*Requirements*. Quote verbatim the rows below, from the line containing "Q: For each instance of the floral" through the line containing "x=354, y=236", both included, and nothing else.

[Image object location entries]
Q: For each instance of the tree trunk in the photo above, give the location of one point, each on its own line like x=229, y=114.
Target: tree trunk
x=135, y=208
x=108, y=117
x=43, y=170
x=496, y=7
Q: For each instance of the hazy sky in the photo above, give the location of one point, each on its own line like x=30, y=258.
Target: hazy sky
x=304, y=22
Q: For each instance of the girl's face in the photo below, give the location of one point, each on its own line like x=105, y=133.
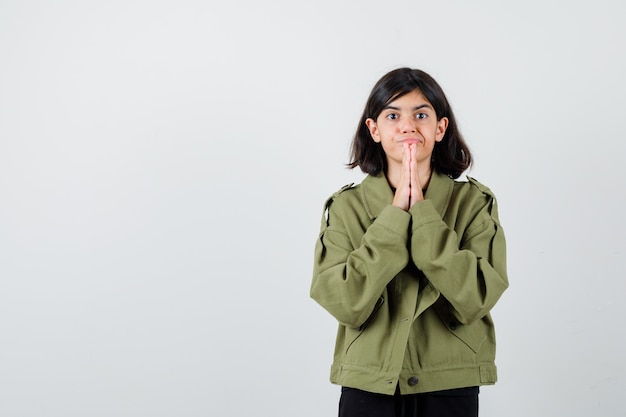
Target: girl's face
x=408, y=119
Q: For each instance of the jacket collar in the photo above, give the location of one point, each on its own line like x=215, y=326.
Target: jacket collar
x=377, y=193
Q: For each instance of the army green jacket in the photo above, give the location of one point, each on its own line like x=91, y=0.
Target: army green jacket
x=411, y=290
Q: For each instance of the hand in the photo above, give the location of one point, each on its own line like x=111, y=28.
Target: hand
x=409, y=190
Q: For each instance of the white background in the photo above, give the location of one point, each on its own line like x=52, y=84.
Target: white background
x=163, y=166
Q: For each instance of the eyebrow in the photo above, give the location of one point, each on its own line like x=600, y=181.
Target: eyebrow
x=421, y=106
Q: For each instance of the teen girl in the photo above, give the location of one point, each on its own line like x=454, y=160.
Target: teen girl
x=411, y=261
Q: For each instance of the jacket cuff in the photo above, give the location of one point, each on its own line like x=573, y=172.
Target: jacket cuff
x=395, y=219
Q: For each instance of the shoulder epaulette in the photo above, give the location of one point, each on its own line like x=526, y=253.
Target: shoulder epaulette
x=483, y=188
x=330, y=200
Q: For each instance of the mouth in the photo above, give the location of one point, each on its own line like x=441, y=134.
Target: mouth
x=410, y=141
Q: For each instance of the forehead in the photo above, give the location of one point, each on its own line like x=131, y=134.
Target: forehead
x=411, y=99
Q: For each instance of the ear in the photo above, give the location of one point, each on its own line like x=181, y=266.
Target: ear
x=373, y=128
x=442, y=125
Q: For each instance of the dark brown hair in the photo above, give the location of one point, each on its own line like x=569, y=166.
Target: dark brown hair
x=451, y=156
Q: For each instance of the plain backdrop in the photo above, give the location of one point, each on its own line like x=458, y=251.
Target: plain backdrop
x=163, y=166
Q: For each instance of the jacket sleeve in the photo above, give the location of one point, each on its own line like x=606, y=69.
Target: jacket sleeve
x=351, y=269
x=468, y=270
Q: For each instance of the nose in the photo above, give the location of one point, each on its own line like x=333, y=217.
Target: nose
x=407, y=126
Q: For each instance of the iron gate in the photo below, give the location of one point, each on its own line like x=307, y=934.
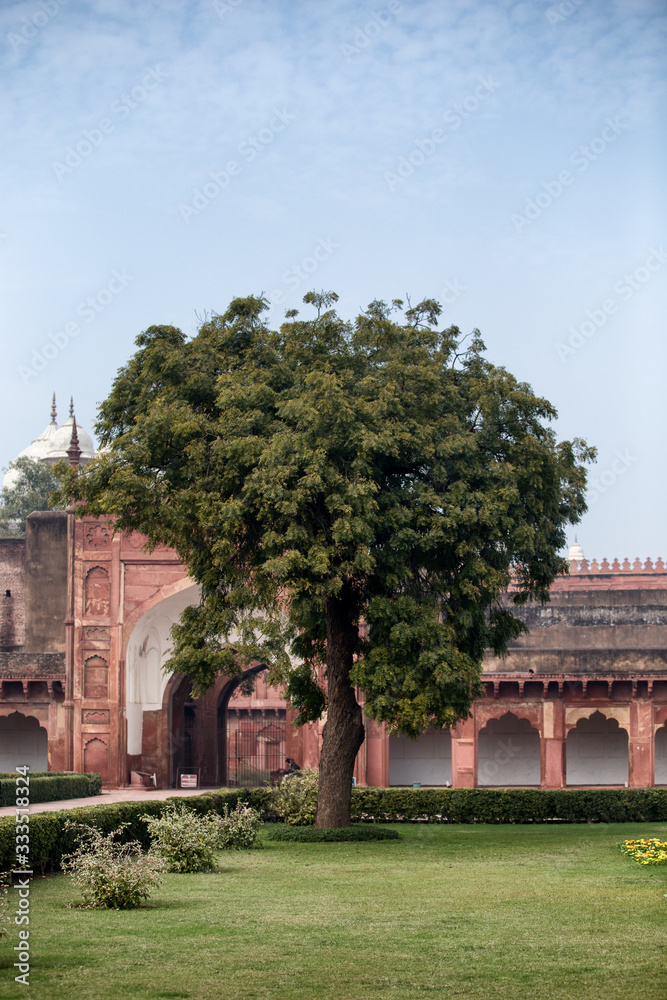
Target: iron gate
x=255, y=749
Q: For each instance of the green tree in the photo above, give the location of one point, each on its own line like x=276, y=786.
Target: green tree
x=32, y=490
x=353, y=498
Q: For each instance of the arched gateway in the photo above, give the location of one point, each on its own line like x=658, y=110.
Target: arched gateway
x=84, y=634
x=230, y=736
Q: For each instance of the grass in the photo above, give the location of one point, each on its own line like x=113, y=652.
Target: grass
x=474, y=912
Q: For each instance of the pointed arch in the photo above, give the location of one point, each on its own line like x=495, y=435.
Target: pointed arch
x=508, y=752
x=597, y=752
x=23, y=741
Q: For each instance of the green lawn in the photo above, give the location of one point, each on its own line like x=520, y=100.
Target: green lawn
x=507, y=912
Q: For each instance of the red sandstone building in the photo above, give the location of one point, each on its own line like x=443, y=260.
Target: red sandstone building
x=84, y=633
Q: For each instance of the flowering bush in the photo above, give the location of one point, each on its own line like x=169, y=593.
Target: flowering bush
x=295, y=798
x=5, y=917
x=237, y=830
x=110, y=874
x=184, y=839
x=646, y=852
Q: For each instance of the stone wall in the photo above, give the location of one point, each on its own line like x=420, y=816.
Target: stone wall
x=46, y=581
x=12, y=593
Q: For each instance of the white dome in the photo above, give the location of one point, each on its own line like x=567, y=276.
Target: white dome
x=52, y=444
x=37, y=449
x=576, y=552
x=57, y=451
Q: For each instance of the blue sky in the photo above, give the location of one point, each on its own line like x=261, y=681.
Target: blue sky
x=508, y=159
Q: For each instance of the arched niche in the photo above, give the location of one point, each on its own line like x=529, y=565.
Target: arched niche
x=23, y=742
x=96, y=758
x=96, y=678
x=148, y=649
x=661, y=756
x=508, y=752
x=597, y=752
x=428, y=759
x=96, y=593
x=251, y=746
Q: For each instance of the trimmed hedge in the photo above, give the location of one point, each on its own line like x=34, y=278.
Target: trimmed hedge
x=50, y=787
x=310, y=835
x=518, y=805
x=49, y=840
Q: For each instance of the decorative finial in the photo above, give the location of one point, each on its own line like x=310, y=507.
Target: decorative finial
x=74, y=452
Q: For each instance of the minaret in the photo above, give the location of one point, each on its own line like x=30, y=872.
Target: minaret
x=74, y=452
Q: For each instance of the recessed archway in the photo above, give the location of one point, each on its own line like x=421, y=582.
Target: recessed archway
x=428, y=759
x=23, y=742
x=597, y=752
x=251, y=743
x=508, y=752
x=660, y=747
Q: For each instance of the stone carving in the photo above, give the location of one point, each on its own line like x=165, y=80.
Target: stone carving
x=96, y=633
x=97, y=592
x=96, y=758
x=95, y=716
x=97, y=536
x=96, y=678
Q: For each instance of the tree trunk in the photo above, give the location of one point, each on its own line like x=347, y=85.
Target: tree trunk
x=343, y=731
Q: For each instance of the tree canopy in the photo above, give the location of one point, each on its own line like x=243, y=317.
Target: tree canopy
x=354, y=499
x=35, y=483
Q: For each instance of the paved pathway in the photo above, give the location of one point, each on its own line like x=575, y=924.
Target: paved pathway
x=109, y=795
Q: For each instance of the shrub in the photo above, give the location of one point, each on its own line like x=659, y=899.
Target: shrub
x=184, y=839
x=111, y=874
x=49, y=840
x=311, y=835
x=5, y=916
x=237, y=830
x=49, y=787
x=646, y=852
x=295, y=798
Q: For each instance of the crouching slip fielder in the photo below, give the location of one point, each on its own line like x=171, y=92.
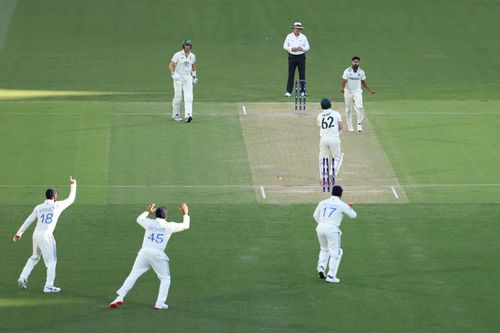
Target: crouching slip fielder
x=183, y=71
x=328, y=215
x=44, y=245
x=152, y=255
x=352, y=80
x=330, y=126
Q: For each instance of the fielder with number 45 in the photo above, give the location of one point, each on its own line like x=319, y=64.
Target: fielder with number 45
x=152, y=255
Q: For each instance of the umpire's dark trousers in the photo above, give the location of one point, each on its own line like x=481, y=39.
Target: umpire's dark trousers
x=295, y=61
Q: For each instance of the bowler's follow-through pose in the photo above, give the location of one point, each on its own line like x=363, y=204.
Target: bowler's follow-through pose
x=44, y=244
x=352, y=80
x=152, y=255
x=328, y=215
x=183, y=71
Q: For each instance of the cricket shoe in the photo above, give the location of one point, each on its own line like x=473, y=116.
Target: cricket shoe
x=116, y=303
x=161, y=306
x=332, y=279
x=22, y=283
x=51, y=289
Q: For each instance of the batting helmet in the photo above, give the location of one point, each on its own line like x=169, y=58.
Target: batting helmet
x=326, y=104
x=187, y=42
x=51, y=193
x=161, y=212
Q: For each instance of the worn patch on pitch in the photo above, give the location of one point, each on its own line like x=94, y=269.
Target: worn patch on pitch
x=283, y=152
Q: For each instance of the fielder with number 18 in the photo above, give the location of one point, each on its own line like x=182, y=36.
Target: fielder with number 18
x=152, y=254
x=44, y=244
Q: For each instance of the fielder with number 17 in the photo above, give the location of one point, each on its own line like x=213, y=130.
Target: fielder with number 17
x=152, y=254
x=44, y=244
x=328, y=215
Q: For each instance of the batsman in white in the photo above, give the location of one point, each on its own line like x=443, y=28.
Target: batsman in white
x=44, y=244
x=330, y=126
x=352, y=80
x=152, y=254
x=328, y=215
x=183, y=71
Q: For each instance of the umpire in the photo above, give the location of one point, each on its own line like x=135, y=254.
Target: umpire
x=296, y=45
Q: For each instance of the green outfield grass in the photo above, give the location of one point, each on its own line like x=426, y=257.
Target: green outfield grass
x=84, y=91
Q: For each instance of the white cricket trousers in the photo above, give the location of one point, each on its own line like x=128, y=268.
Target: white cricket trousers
x=44, y=246
x=183, y=87
x=354, y=99
x=330, y=252
x=329, y=146
x=149, y=258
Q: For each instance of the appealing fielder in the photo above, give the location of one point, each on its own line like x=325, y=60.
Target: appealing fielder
x=44, y=244
x=183, y=71
x=152, y=254
x=352, y=80
x=330, y=126
x=296, y=44
x=328, y=215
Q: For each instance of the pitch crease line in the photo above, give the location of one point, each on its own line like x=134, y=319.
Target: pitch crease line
x=263, y=192
x=394, y=192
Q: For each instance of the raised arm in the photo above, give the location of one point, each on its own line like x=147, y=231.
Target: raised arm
x=24, y=226
x=142, y=219
x=72, y=194
x=176, y=227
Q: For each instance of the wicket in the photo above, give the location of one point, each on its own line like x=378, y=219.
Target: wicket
x=300, y=95
x=325, y=173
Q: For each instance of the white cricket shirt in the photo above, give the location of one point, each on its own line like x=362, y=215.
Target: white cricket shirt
x=354, y=79
x=328, y=123
x=296, y=41
x=47, y=214
x=158, y=231
x=183, y=63
x=331, y=211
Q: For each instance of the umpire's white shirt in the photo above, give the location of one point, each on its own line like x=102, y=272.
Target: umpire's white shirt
x=158, y=231
x=183, y=63
x=292, y=41
x=329, y=213
x=47, y=214
x=354, y=79
x=328, y=123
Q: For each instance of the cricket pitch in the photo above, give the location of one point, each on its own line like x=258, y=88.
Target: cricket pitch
x=282, y=147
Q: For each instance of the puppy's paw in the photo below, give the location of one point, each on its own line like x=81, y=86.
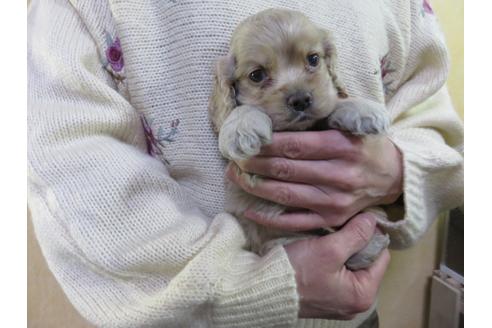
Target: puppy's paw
x=244, y=132
x=369, y=254
x=360, y=117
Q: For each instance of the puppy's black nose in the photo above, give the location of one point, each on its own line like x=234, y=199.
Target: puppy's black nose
x=299, y=101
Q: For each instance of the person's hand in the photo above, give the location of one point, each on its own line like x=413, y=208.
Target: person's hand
x=332, y=174
x=327, y=289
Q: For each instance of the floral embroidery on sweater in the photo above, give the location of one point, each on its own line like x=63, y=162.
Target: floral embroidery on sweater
x=386, y=76
x=155, y=142
x=114, y=62
x=426, y=8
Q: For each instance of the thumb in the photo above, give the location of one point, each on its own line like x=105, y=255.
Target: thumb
x=354, y=236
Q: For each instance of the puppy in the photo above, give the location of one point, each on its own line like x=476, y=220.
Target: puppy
x=280, y=75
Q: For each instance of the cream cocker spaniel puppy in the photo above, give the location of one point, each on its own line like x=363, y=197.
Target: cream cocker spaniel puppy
x=280, y=75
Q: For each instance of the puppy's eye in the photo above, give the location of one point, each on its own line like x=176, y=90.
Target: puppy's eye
x=313, y=60
x=258, y=75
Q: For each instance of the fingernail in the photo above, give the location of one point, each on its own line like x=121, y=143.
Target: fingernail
x=230, y=172
x=369, y=220
x=250, y=214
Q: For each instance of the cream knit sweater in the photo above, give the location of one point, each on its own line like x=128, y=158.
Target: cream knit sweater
x=125, y=177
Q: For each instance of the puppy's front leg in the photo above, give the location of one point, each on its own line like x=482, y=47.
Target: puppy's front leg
x=243, y=133
x=359, y=116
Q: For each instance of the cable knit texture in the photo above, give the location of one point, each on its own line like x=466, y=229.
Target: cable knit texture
x=125, y=177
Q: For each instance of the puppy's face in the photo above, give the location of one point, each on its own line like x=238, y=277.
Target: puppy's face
x=282, y=67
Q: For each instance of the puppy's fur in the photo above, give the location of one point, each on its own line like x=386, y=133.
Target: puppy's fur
x=281, y=74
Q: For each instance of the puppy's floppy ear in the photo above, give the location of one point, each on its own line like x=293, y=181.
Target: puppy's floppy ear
x=223, y=98
x=331, y=62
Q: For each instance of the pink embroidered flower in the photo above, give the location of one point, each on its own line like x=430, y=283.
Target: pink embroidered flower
x=427, y=7
x=114, y=55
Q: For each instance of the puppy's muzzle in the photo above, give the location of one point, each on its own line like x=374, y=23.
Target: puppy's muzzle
x=300, y=101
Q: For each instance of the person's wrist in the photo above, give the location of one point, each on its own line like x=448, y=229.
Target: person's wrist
x=395, y=189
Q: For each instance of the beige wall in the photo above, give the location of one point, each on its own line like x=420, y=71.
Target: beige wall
x=404, y=293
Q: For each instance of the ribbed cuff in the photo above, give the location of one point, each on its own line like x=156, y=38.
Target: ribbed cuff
x=258, y=292
x=406, y=223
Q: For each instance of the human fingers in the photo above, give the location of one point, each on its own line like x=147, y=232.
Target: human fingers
x=337, y=173
x=301, y=221
x=289, y=194
x=352, y=237
x=311, y=145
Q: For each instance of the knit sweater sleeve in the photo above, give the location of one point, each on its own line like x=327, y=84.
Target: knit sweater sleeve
x=427, y=131
x=116, y=230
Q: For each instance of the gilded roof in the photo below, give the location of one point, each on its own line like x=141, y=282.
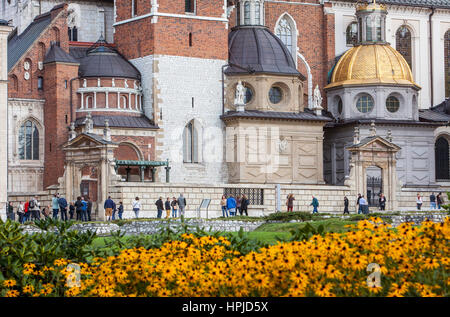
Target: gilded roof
x=375, y=64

*The completed task*.
Q: For each instance of the floral embroidery on sweater in the photo above, give the location of one point, each on its own line like x=63, y=162.
Target: floral embroidery on sweater
x=386, y=76
x=155, y=142
x=114, y=62
x=426, y=8
Q: For each instance of the thumb in the photo above, give the location of one point, each on its own line like x=105, y=255.
Target: thumb
x=354, y=236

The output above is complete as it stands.